EXERCISE DIRECTIONS: Please reproduce the entries in full. Keep every character the same.

LISTED RECORDS:
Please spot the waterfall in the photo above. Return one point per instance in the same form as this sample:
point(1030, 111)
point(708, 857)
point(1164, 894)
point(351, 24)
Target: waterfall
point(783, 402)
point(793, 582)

RESULT OF THIS EXERCISE:
Please spot the waterfall in the photo above. Return one point per instance in the same form as this sample:
point(1030, 111)
point(708, 857)
point(1164, 894)
point(351, 24)
Target: waterfall
point(783, 402)
point(793, 582)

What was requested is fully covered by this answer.